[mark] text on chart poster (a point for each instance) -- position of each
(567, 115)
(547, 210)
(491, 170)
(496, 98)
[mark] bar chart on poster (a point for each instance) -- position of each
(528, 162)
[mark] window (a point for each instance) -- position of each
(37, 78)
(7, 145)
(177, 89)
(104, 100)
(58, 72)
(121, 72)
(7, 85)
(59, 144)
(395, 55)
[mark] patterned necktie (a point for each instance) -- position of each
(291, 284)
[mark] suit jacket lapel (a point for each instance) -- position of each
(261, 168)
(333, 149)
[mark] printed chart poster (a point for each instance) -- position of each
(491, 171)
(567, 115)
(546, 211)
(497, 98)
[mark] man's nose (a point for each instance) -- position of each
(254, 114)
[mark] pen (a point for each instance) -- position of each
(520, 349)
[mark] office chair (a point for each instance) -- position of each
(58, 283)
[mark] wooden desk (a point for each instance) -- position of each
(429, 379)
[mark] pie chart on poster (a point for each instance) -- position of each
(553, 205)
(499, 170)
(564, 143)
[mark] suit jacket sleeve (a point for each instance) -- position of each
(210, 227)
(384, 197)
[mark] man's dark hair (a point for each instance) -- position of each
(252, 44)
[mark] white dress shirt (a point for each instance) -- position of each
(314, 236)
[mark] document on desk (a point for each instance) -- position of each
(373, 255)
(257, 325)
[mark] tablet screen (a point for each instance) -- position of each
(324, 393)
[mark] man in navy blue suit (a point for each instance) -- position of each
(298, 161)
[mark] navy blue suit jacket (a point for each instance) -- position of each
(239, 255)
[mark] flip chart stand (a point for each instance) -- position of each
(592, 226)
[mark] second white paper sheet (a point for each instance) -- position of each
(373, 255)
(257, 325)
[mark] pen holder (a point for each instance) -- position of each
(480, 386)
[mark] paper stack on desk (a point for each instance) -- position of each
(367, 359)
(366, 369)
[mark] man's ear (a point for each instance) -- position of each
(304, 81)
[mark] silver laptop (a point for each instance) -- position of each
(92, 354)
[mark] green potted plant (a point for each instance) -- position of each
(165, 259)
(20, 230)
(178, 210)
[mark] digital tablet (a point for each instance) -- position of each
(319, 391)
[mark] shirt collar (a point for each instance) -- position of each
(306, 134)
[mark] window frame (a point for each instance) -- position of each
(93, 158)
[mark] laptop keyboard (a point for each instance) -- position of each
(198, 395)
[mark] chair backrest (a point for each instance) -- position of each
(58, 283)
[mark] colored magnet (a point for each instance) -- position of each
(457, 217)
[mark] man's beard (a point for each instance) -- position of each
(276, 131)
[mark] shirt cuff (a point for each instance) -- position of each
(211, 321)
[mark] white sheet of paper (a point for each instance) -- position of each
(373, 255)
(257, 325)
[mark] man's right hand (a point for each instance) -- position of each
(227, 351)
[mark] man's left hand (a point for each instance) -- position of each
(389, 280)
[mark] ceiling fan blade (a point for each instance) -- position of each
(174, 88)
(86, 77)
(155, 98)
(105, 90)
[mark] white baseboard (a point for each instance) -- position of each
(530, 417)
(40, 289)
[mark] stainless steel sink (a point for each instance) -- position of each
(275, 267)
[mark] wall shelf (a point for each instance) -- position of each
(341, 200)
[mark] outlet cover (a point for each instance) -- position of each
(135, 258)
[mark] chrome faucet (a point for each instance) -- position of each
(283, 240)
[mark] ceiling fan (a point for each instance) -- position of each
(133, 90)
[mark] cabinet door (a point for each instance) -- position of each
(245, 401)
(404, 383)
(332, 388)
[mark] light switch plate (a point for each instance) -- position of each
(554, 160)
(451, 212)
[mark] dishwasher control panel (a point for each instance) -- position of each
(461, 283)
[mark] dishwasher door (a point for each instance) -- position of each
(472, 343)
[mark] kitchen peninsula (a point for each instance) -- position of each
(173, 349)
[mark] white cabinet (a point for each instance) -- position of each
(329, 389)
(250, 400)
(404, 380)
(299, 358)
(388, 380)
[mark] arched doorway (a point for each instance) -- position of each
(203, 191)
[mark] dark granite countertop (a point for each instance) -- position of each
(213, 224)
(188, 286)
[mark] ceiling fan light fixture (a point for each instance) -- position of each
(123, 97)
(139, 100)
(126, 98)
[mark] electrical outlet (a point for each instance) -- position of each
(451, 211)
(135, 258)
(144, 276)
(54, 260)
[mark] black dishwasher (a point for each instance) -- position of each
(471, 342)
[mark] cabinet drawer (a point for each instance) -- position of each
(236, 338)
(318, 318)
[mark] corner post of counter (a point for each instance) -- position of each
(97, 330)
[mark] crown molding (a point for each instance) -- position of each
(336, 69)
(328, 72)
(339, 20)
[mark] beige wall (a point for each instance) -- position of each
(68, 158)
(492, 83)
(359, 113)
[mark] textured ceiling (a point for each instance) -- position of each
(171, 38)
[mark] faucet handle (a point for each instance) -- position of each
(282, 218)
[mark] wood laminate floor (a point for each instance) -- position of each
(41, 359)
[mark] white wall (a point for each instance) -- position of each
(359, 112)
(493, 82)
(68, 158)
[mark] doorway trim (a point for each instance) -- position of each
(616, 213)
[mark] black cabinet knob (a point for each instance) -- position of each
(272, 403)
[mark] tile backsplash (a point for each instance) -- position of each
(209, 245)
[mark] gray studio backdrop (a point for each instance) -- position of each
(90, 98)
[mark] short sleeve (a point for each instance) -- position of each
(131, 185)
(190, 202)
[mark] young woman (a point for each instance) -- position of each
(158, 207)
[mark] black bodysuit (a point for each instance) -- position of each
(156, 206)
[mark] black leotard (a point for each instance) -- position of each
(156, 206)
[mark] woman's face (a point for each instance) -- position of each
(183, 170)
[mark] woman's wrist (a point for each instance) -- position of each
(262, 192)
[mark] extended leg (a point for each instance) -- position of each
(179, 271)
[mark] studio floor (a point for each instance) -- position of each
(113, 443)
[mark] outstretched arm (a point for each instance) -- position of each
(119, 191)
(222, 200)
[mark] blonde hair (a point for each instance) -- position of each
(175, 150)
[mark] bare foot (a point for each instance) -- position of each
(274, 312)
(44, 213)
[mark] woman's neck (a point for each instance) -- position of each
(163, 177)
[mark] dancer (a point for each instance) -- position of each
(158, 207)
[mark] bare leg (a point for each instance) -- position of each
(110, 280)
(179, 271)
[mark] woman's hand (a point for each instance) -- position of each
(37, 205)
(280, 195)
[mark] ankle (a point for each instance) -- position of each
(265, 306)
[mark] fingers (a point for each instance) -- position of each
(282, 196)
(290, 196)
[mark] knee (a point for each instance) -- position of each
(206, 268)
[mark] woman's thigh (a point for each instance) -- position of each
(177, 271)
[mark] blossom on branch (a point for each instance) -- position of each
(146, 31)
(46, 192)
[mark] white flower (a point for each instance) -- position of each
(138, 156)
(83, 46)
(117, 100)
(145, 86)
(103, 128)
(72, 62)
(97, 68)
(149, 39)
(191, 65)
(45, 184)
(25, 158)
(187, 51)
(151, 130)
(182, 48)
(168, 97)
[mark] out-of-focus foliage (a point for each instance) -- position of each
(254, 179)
_ _ _
> _DIRECTIONS FOR THIS TASK_: Repeat the whole listing above exactly.

> _EXPECTED ANSWER_:
[mark] text on chart poster (a point for each instance) -- position of each
(567, 115)
(547, 210)
(491, 170)
(496, 98)
[mark] bar chart on poster (a point for each instance) -- position of each
(528, 162)
[mark] window (a point for each instance) -- position of each
(37, 78)
(7, 145)
(177, 89)
(104, 100)
(58, 72)
(121, 72)
(7, 85)
(59, 144)
(395, 55)
[mark] patterned necktie (a point for each instance) -- position of each
(291, 284)
[mark] suit jacket lapel (a point for each instance) -- position of each
(261, 168)
(333, 149)
[mark] printed chart poster (a point for each instance) -- position of each
(491, 171)
(567, 115)
(546, 211)
(497, 98)
[mark] man's nose (a point for each instance) -- position of each
(254, 114)
[mark] pen (a point for each instance) -- position of each
(520, 349)
[mark] office chair (a point for each instance) -- position of each
(58, 283)
[mark] wooden desk (a point for each instance) -- position of each
(429, 379)
[mark] pie chart on poster (a point for each instance) -- position of each
(553, 205)
(499, 170)
(564, 143)
[mark] suit jacket sleeve (a point for each instance) -- position of each
(210, 227)
(384, 197)
[mark] man's dark hair (a point for each instance) -- position of each
(252, 44)
[mark] white dress shirt (a point for each instance) -- position of each
(314, 236)
[mark] document on desk (a point for each instance) -- position of each
(373, 255)
(257, 325)
[mark] tablet screen (a point for each instance) -- position of each
(324, 393)
[mark] man in navy blue suit (a point for each instance) -- position of each
(298, 161)
[mark] navy blue suit jacket (a point for each instance) -- position of each
(239, 255)
[mark] flip chart stand (a point for each instance) -- position of each
(592, 226)
[mark] second white paper sheet (a point for each instance) -- position of each
(373, 255)
(257, 325)
[mark] pen holder (a point for each instance) -- position of each
(480, 386)
[mark] paper stack on desk (a point for each instance) -- position of each
(367, 359)
(366, 369)
[mark] man's ear (a point for each instance) -- position of each
(304, 81)
[mark] silver laptop (a point for each instance) -- position of each
(92, 354)
[mark] green potted plant (a point for each instance) -- position of each
(165, 259)
(20, 230)
(178, 210)
[mark] digital tablet (a point for each instance) -- position of each
(319, 391)
[mark] shirt collar (a point for each instance) -- position of each
(306, 134)
[mark] window frame (a point for each instance) -- position of each
(93, 158)
[mark] laptop keyboard (a point for each instance) -- position of each
(198, 395)
[mark] chair backrest (a point for each instance) -- position of each
(58, 283)
[mark] colored magnet (a point for each instance) -- position of each
(457, 217)
[mark] man's beard (a point for each instance) -- position of each
(276, 131)
[mark] shirt cuff (a point for each instance) -- position of each
(211, 321)
[mark] white sheet of paper (a point for each instance) -- position of each
(373, 255)
(257, 325)
[mark] man's right hand (a point for each instance) -- position of each
(227, 351)
[mark] man's left hand (a point for each instance) -- position of each
(389, 280)
[mark] ceiling fan blade (a point for each instance) -- position of each
(174, 88)
(86, 77)
(155, 98)
(105, 90)
[mark] white baseboard (a point for each instance) -- position of each
(530, 417)
(40, 289)
[mark] stainless steel sink (a point for each instance) -- position of each
(275, 267)
[mark] wall shelf (a point for each instance) -- position of each
(341, 200)
[mark] outlet cover (a point for each instance) -- position of each
(135, 258)
[mark] chrome faucet (a point for each instance) -- position of each
(283, 240)
[mark] ceiling fan (a point for each instance) -- position of each
(133, 90)
[mark] cabinet door (a point for each instance) -- position of each
(245, 401)
(404, 383)
(332, 388)
[mark] light switch plate (a point for each instance) -- position of each
(554, 160)
(451, 212)
[mark] dishwasher control panel (a point for each instance) -- position of each
(461, 283)
[mark] dishwasher door (a point for each instance) -- position of each
(472, 343)
[mark] kitchen peninsula (a point for each instance) -- position of each
(173, 349)
[mark] white cabinet (a point for each instance) -- position of each
(329, 389)
(250, 400)
(404, 380)
(299, 358)
(388, 380)
[mark] arched doorway (a point for each instance) -- position of each
(203, 191)
[mark] dark granite countertop (a point for each instance) -- position of each
(213, 224)
(188, 286)
[mark] ceiling fan light fixture (a point for each instance) -- position of each
(123, 97)
(139, 100)
(126, 98)
[mark] electrical outlet (a point for each instance) -- position of each
(451, 211)
(135, 258)
(144, 276)
(54, 260)
[mark] black dishwasher (a point for each instance) -- position of each
(471, 342)
[mark] cabinet drawer (a point for each instance) -- position of each
(236, 338)
(318, 318)
[mark] corner post of counter (a point for each instance) -- position of each
(97, 330)
[mark] crown molding (a point for each instance) -- position of each
(336, 69)
(328, 72)
(339, 20)
[mark] beige wall (a point for each instance) -- position of each
(68, 158)
(492, 83)
(359, 113)
[mark] textured ceiling (a point for each instance) -- position of each
(171, 38)
[mark] faucet handle (a point for each instance) -- position of each
(282, 218)
[mark] wood laminate floor (a point for each instance) -- position of each
(41, 359)
[mark] white wall (a point for each instance) -- position of each
(359, 112)
(493, 82)
(68, 158)
[mark] doorway trim (a point for each instance) -- position of each
(616, 213)
[mark] black cabinet knob (a point for each instance) -- position of each
(272, 403)
[mark] tile backsplash (a point for each instance) -- position of each
(209, 245)
[mark] gray studio backdrop (a point for each instance) -- position of each
(90, 98)
[mark] short sleeve (a point for each instance) -- position of each
(131, 185)
(190, 202)
[mark] young woman (a point for each instance) -- position of each
(158, 207)
[mark] black bodysuit (a point for each instance) -- position of each
(156, 206)
[mark] black leotard (a point for each instance) -- position of each
(156, 206)
[mark] woman's face (a point for each instance) -- position of each
(183, 170)
[mark] woman's wrist (a point for each instance) -- position of each
(262, 192)
[mark] extended leg (a point for each instance) -- position of each
(179, 271)
[mark] studio floor (a point for each instance) -- position of each
(113, 443)
[mark] outstretched arm (a point for each instance) -- position of each
(119, 191)
(222, 200)
[mark] blonde hair (a point for each instance) -- position of each
(175, 150)
[mark] bare foot (a point for each instance) -- position of each
(274, 312)
(44, 213)
[mark] woman's neck (a point for each instance) -- position of each
(163, 177)
[mark] dancer (a point for each instance) -- position of each
(158, 207)
[mark] bare leg (a point for each instance) -- position of each
(110, 280)
(179, 271)
[mark] woman's hand (a point for each instance) -- position of each
(37, 205)
(280, 195)
[mark] ankle (a point for each instance) -- position of each
(265, 306)
[mark] fingers (a point for each instance) -- position of each
(282, 196)
(290, 196)
[mark] knee (a point for each instance) -- position of each
(206, 268)
[mark] woman's thigh (a point for each instance) -- position of each
(177, 271)
[mark] blossom on branch (a point for each instance) -- position of each
(146, 31)
(46, 192)
[mark] white flower (a point for each instance) -- position of each
(138, 156)
(83, 46)
(117, 100)
(145, 86)
(103, 128)
(72, 62)
(97, 68)
(149, 39)
(191, 65)
(45, 184)
(25, 158)
(187, 51)
(151, 130)
(182, 48)
(168, 97)
[mark] out-of-focus foliage (a point for each instance) -- position of each
(254, 179)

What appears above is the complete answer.